_TEXT SEGMENT_
>> Begin

# 2011 Cruze Auto Transmission Holding Gears



## jblackburn (Apr 14, 2012)

The two may be related. It more than likely needs a fluid change. While you're at that, disconnect the battery cable for a while so that the transmission will forget any "learned" behavior and reset to factory defaults where it can begin to "learn" the new driver.


----------



## Jim Frye (Mar 16, 2011)

OP didn't state the numbers on the clock, but I'll bet the ATF is no longer pink and smells like burnt coffee.


----------



## Talv (Mar 16, 2015)

yeah sorry i don't know the numbers off the top of my head as its not my own car but we'll check the ATF and try the computer reset and work from there 

EDIT: does the 2011 auto have a ATF dipstick?


----------



## spacedout (Dec 7, 2010)

Talv said:


> EDIT: does the 2011 auto have a ATF dipstick?


No it does not. There is a plastic fill cap located on top the transmission somewhat below where the 1.4T oil filter is located. There is also a drain plug on the pan and a fluid level plug on the side of the transmission. There are some helpful photos and posts on the link below: http://www.cruzetalk.com/forum/129-...ng-automatic-transmission-fluid-semi-how.html


----------

>> End

_GIVEN TASK A_
In the Cruze transmission thread, why is disconnecting the battery cable recommended along with the fluid change? Explain in one to three sentences.
_GIVEN TASK B_
According to the Cruze transmission thread, where is the transmission's plastic fill cap located?
_GIVEN TASK C_
From the Cruze transmission thread, reproduce the passage from "# 2011 Cruze" up to and including "the new driver.".

_COLLECTED MATERIAL_

>> Begin

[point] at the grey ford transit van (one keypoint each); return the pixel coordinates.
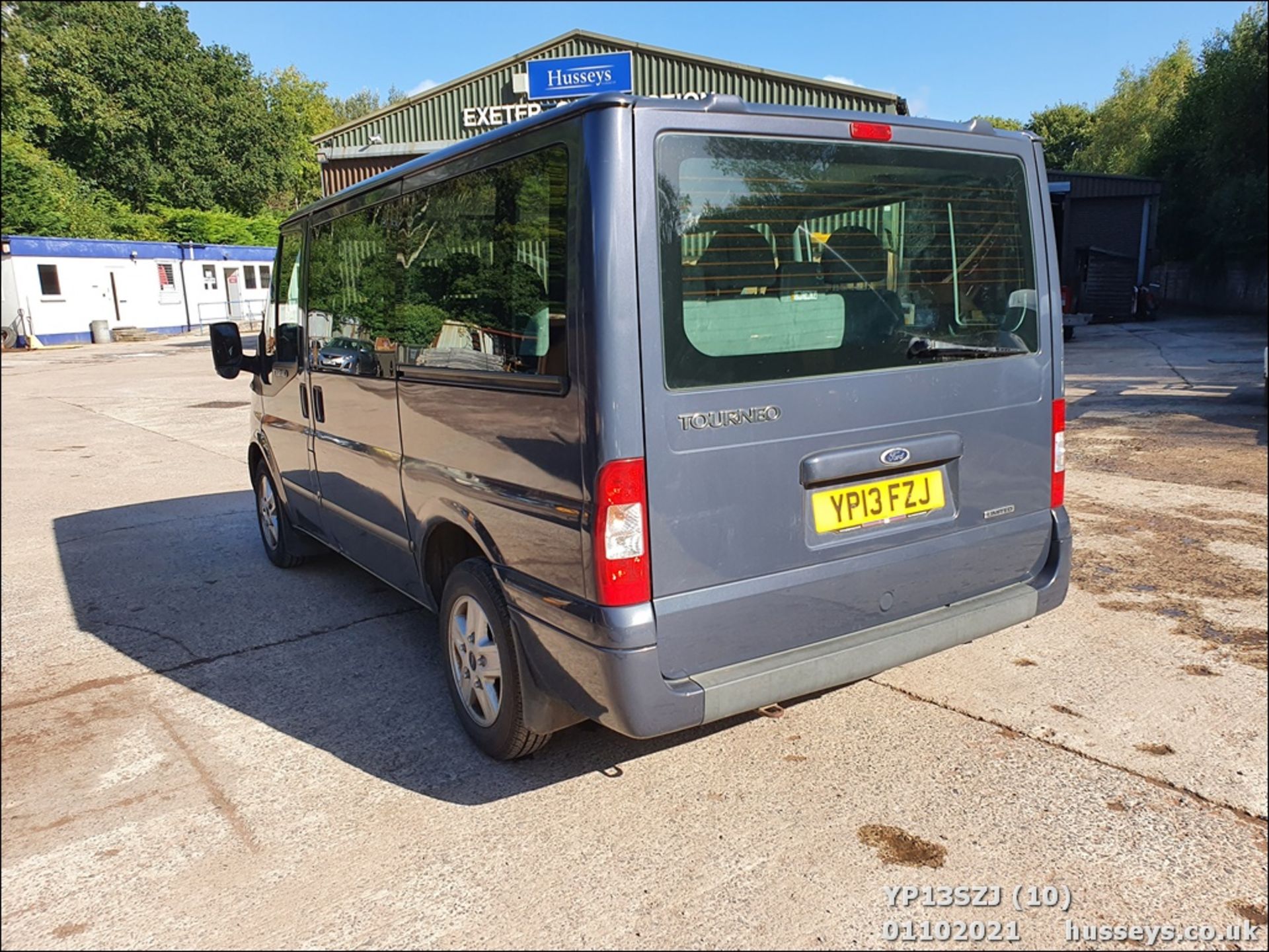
(674, 410)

>> End

_TASK OUTPUT A_
Disconnecting the battery cable for a while makes the transmission forget any "learned" behavior and reset to factory defaults. From there it can begin to "learn" the new driver.

_TASK OUTPUT B_
It is on top of the transmission, somewhat below where the 1.4T oil filter is located.

_TASK OUTPUT C_
# 2011 Cruze Auto Transmission Holding Gears



## jblackburn (Apr 14, 2012)

The two may be related. It more than likely needs a fluid change. While you're at that, disconnect the battery cable for a while so that the transmission will forget any "learned" behavior and reset to factory defaults where it can begin to "learn" the new driver.